*Reading text:*
Exception when writing big indices

Question

Exception when writing big indices

gnodet opened this issue 6 years ago · comments

Caused by: java.io.UTFDataFormatException: encoded string too long: 68271 bytes
        at java.io.DataOutputStream.writeUTF(DataOutputStream.java:364)
        at java.io.DataOutputStream.writeUTF(DataOutputStream.java:323)
        at org.jboss.jandex.IndexWriterV2.writeStringTable(IndexWriterV2.java:216)
        at org.jboss.jandex.IndexWriterV2.write(IndexWriterV2.java:193)
        at org.jboss.jandex.IndexWriter.write(IndexWriter.java:107)
        at org.jboss.jandex.IndexWriter.write(IndexWriter.java:74)

Jason T. Greene · Answer 1 · Sat Feb 23 2019 06:49:24 GMT+0800 (China Standard Time)

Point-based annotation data
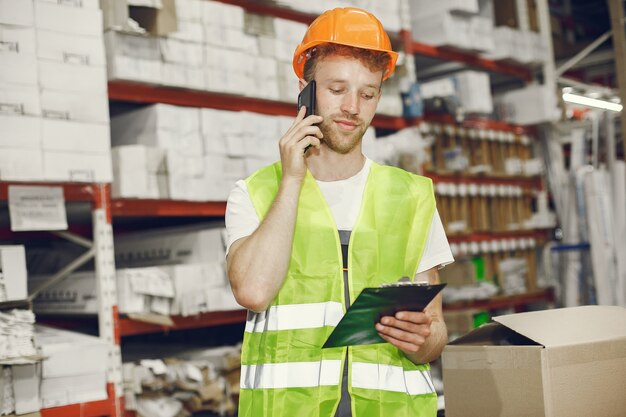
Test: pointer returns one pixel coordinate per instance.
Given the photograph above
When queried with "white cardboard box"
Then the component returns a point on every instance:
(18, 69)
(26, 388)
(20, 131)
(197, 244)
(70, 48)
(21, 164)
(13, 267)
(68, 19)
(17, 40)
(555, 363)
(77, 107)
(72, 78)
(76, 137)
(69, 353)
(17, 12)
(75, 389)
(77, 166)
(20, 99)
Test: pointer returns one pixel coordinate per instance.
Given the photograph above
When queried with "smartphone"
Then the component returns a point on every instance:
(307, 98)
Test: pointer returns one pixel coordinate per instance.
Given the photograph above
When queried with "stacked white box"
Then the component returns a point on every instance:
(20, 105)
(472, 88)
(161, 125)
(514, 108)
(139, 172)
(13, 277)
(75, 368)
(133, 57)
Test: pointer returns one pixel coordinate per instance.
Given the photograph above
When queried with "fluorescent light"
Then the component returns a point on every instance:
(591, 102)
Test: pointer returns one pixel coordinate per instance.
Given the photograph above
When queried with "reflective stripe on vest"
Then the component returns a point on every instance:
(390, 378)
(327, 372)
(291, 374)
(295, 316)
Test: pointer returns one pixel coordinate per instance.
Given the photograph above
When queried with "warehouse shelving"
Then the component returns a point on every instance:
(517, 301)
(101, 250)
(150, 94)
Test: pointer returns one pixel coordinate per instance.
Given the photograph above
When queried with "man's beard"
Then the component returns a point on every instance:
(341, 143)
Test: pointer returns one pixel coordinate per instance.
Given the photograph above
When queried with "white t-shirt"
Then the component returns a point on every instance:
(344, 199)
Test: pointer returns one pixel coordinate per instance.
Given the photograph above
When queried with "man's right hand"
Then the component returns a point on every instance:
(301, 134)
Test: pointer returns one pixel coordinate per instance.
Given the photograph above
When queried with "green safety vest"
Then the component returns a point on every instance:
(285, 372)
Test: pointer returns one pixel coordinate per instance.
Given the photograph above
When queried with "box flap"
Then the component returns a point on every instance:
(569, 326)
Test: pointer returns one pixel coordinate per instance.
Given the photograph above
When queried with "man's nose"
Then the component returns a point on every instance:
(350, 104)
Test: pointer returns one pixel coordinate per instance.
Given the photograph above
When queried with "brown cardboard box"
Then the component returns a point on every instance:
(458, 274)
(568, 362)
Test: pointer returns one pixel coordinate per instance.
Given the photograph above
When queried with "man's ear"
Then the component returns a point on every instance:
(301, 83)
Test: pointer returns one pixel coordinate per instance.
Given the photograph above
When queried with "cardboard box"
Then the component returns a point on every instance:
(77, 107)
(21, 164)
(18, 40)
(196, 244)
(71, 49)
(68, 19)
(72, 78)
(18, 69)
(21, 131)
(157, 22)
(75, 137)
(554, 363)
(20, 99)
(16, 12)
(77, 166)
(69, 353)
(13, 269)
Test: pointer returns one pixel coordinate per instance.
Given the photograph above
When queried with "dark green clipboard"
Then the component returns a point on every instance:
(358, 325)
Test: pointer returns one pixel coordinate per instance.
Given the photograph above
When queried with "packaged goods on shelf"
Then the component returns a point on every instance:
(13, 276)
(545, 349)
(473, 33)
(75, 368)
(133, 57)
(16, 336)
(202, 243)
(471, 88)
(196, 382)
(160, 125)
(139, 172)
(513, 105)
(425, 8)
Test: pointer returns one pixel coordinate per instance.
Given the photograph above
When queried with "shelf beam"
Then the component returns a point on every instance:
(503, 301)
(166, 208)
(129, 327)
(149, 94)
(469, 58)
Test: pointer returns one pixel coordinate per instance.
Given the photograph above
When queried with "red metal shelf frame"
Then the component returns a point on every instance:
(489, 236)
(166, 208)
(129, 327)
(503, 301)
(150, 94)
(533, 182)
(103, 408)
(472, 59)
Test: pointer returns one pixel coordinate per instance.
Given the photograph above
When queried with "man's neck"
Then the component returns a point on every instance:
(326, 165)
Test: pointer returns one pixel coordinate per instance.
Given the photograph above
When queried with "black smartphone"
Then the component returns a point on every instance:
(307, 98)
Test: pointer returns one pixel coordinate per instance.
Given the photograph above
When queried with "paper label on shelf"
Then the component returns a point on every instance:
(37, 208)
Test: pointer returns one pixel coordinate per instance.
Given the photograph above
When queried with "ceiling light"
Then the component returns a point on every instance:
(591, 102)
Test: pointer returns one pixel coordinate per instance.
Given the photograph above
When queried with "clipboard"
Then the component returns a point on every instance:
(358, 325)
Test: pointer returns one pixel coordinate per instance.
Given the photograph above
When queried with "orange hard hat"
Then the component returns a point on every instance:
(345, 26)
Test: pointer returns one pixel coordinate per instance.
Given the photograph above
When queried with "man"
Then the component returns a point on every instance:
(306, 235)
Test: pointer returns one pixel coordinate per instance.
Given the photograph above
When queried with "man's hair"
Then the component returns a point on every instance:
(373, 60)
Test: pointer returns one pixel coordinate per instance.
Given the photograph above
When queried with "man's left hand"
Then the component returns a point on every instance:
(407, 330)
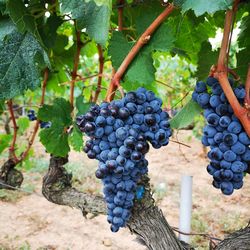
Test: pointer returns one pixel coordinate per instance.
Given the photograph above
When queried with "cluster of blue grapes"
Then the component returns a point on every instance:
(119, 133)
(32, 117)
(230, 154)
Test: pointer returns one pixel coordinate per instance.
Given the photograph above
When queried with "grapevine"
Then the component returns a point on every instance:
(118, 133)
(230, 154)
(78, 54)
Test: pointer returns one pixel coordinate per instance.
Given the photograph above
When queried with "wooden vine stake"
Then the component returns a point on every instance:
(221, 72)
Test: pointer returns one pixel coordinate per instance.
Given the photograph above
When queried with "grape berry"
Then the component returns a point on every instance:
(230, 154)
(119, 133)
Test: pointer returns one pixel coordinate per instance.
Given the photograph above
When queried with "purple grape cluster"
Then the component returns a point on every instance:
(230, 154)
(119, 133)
...
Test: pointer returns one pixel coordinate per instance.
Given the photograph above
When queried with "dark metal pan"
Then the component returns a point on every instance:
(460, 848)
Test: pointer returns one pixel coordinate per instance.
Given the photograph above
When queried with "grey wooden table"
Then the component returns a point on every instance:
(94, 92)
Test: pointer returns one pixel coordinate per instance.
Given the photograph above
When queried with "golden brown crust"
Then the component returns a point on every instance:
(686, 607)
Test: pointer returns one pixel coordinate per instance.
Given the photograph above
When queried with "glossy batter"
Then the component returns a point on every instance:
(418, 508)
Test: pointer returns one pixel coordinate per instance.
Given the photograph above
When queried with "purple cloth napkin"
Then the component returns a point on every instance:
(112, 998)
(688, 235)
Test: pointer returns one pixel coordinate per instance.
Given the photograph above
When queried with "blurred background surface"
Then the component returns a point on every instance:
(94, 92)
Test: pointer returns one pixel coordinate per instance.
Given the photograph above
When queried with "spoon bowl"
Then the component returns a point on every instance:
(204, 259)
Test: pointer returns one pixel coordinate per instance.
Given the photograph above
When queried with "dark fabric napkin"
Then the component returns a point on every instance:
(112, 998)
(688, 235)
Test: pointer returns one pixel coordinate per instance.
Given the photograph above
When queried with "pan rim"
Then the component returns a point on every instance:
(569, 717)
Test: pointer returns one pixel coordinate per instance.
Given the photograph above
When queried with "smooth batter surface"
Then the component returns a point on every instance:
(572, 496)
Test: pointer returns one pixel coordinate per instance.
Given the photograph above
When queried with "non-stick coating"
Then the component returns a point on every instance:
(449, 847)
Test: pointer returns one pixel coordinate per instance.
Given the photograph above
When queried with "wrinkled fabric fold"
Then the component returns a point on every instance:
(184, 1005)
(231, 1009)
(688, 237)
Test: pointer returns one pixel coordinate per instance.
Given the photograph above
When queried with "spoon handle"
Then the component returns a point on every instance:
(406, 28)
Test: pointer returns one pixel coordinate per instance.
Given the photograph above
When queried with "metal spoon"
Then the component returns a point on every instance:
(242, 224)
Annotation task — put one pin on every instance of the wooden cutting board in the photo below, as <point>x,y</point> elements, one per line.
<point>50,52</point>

*Directions:*
[1] Please answer these questions about the thread on the big-index exception:
(a) Who opened the issue?
(b) How many bytes long was the encoded string, according to the exception message?
(c) Who wrote Answer 1?
[2] Pick up the thread on the big-index exception after its last line and carry it on.
The records were taken from a separate source.

*Outputs:*
[1]
(a) gnodet
(b) 68271 bytes
(c) Jason T. Greene

[2]
Do you have a reproducer somewhere? That is a very very large String entry in the table. I could add support for Strings larger than 64K but I would love to see an example to understand why/how it happens.

Jason T. Greene · Answer 2 · Sun Jan 24 2021 01:48:49 GMT+0800 (China Standard Time)

Closing due to inactivity

Michael Edgar · Answer 3 · Sat Sep 25 2021 18:15:26 GMT+0800 (China Standard Time)

This came up in smallrye/smallrye-open-api#924. Indexing GAV org.jetbrains.kotlin:kotlin-stdlib:1.5.21 reproduces the exception. Please re-open this issue.
cc: @Ladicek

Ladislav Thon · Answer 4 · Mon Sep 27 2021 16:10:50 GMT+0800 (China Standard Time)

Reopened. If you have a fix, I'll be glad to review, but I can't get to it myself any time soon.

Jason T. Greene · Answer 5 · Mon Sep 27 2021 20:56:03 GMT+0800 (China Standard Time)

Thanks for the example BTW. The fix will have to change the index format. Solution should be simple, write out our own packed int length indicator followed by the utf-8 byte array when version > blah

Guillaume Nodet · Answer 6 · Mon Sep 27 2021 21:37:37 GMT+0800 (China Standard Time)

I have a fix for that, I just need to write a test case...

Ladislav Thon · Answer 7 · Mon Sep 27 2021 21:40:37 GMT+0800 (China Standard Time)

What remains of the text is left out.